Text block ::

Sierra Leone began quarantining areas of Ebola infection, as international health officials announced an international $100m plan to combat an epidemic which has already killed more than 700 people in West Africa. Security forces set up quarantines on Thursday, hours after Sierra Leone's President, Ernest Bai Koroma, ordered a state of emergency, cancelled a trip to the US and called a summit with regional leaders and the World Health Organisation on how to deal with the crisis.
"I hereby proclaim a state of public emergency to enable us take a more robust approach to deal with the Ebola outbreak," he said in a speech late on Wednesday, adding that the measures would initially last between 60 and 90 days. "All centres of the disease will be quarantined," he added.
Koroma said that the police and the military would restrict movement between affected areas, and would provide support to health officers and NGOs following a number of attacks on health workers by local communities.

Material supplied ::
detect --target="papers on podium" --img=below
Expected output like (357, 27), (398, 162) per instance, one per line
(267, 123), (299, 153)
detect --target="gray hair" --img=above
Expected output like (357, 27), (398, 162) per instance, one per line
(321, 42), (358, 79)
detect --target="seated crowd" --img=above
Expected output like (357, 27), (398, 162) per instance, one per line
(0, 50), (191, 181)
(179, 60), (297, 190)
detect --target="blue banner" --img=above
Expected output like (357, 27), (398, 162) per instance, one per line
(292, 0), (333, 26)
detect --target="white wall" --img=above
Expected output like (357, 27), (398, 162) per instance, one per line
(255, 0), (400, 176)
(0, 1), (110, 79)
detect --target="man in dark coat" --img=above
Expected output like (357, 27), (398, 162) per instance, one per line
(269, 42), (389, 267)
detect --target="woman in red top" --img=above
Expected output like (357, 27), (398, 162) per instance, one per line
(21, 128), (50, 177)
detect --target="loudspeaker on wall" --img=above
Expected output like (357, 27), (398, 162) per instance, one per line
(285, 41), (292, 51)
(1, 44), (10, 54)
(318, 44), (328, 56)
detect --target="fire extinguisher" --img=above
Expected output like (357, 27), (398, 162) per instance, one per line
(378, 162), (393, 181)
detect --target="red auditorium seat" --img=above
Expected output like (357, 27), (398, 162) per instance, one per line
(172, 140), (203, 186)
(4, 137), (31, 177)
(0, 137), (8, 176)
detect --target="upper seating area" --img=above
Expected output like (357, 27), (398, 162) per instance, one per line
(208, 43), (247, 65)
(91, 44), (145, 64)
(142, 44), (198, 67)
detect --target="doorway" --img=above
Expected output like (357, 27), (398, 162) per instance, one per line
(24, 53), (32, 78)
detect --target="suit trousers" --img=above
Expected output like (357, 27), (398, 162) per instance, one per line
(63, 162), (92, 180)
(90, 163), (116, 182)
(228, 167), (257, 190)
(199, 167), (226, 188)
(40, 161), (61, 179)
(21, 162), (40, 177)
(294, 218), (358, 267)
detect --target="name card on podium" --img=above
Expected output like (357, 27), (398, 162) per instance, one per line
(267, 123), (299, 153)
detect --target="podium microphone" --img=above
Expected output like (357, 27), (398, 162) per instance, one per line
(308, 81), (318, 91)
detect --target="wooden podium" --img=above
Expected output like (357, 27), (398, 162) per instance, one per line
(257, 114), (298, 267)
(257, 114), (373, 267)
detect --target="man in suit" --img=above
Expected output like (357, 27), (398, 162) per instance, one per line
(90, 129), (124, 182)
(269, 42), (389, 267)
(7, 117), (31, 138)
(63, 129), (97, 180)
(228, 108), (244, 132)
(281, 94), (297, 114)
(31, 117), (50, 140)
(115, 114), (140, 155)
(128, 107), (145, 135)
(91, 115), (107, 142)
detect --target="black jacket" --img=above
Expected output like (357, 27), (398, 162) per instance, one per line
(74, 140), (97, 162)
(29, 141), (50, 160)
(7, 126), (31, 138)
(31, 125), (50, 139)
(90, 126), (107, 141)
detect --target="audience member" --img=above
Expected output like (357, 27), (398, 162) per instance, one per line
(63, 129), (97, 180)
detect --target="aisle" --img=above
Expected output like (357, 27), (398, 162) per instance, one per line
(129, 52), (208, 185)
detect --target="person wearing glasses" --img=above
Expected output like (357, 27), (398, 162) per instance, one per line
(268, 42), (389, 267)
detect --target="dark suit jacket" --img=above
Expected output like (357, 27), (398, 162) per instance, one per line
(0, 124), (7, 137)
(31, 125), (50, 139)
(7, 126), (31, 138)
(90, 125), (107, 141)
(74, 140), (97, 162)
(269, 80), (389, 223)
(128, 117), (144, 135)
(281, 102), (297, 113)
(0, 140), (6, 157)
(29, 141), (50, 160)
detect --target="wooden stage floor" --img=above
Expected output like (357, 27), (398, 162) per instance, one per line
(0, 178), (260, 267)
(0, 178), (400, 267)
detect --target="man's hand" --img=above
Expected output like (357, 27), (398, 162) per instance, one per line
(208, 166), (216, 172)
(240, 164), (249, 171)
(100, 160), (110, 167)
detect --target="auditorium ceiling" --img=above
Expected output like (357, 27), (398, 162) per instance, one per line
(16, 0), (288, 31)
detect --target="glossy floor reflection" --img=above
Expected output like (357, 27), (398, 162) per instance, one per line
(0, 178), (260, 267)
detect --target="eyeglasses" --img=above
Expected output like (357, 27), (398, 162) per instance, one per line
--
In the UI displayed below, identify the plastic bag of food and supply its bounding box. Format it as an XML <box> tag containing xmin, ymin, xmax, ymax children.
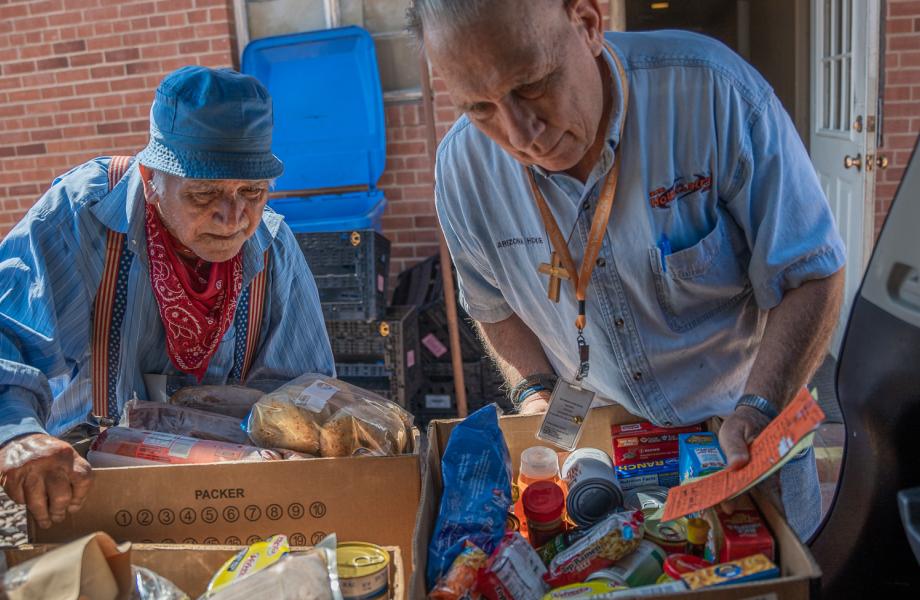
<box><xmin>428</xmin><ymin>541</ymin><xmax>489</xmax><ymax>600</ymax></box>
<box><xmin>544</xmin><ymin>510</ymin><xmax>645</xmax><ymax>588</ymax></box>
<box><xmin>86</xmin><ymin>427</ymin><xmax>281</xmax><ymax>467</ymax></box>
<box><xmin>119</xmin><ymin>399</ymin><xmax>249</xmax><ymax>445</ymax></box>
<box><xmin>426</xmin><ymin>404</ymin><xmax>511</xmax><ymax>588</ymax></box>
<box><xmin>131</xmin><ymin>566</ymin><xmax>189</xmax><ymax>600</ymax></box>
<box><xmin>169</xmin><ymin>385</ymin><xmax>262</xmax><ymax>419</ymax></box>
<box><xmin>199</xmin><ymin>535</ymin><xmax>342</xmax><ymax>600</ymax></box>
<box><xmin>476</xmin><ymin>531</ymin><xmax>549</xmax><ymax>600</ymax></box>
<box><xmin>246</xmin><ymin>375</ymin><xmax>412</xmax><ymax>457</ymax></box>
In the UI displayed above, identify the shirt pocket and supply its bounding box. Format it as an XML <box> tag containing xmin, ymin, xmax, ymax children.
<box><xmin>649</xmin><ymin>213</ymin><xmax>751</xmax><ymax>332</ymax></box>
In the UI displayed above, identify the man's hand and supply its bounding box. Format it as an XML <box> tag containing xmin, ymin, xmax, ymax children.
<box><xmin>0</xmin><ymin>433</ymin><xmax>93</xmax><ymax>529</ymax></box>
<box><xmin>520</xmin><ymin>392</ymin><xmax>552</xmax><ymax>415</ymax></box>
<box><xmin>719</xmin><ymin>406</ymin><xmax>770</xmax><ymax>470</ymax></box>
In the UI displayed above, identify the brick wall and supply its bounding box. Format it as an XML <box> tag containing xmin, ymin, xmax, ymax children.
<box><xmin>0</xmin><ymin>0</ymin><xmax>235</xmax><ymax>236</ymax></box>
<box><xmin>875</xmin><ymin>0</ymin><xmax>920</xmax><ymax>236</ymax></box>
---
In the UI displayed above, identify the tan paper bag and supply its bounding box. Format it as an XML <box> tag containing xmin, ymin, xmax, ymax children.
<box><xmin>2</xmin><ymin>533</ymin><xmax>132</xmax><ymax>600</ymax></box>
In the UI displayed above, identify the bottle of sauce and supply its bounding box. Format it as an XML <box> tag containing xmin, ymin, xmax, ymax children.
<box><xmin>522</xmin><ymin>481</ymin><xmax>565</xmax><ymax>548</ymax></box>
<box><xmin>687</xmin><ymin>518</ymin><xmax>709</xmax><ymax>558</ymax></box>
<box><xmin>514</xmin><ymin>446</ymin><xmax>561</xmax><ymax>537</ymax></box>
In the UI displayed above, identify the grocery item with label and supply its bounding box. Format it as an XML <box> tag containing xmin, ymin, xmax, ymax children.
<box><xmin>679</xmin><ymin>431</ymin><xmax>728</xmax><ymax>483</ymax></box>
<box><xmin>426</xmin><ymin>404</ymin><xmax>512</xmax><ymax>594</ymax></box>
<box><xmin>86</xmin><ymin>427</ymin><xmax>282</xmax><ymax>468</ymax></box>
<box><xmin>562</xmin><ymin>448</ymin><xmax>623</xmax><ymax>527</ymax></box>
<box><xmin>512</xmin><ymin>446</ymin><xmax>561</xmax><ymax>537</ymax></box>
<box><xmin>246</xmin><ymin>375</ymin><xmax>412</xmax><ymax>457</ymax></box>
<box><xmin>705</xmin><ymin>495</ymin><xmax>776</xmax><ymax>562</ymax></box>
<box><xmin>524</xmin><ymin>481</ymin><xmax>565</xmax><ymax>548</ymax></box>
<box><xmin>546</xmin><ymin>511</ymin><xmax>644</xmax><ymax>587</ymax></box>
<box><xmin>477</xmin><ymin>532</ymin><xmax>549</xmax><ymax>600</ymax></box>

What to do ::
1. According to the Sierra Leone Ebola article, how long would the emergency measures initially last?
2. Write the next part of the Sierra Leone Ebola article, beginning after its last sentence.
The material comes from a separate source unrelated to the Sierra Leone Ebola article.

Replies ::
1. Between 60 and 90 days.

2.
Koroma also said that house-to-house searches would be implemented to trace Ebola victims and quarantine them. He added that new protocols had been established for passengers arriving and departing Lungi airport outside Freetown.
In a statement, the WHO said the death toll from the outbreak of Ebola had risen to 729 after 57 deaths were reported between July 24 and 27 in Guinea, Liberia, Nigeria and Sierra Leone.
The WHO added that its $100m fund will be launched at a Friday meeting in Conakry, Guinea.
"The scale of the Ebola outbreak, and the persistent threat it poses, requires WHO and Guinea, Liberia and Sierra Leone to take the response to a new level," the organisation said.
"This will require increased resources, in-country medical expertise, regional preparedness and coordination."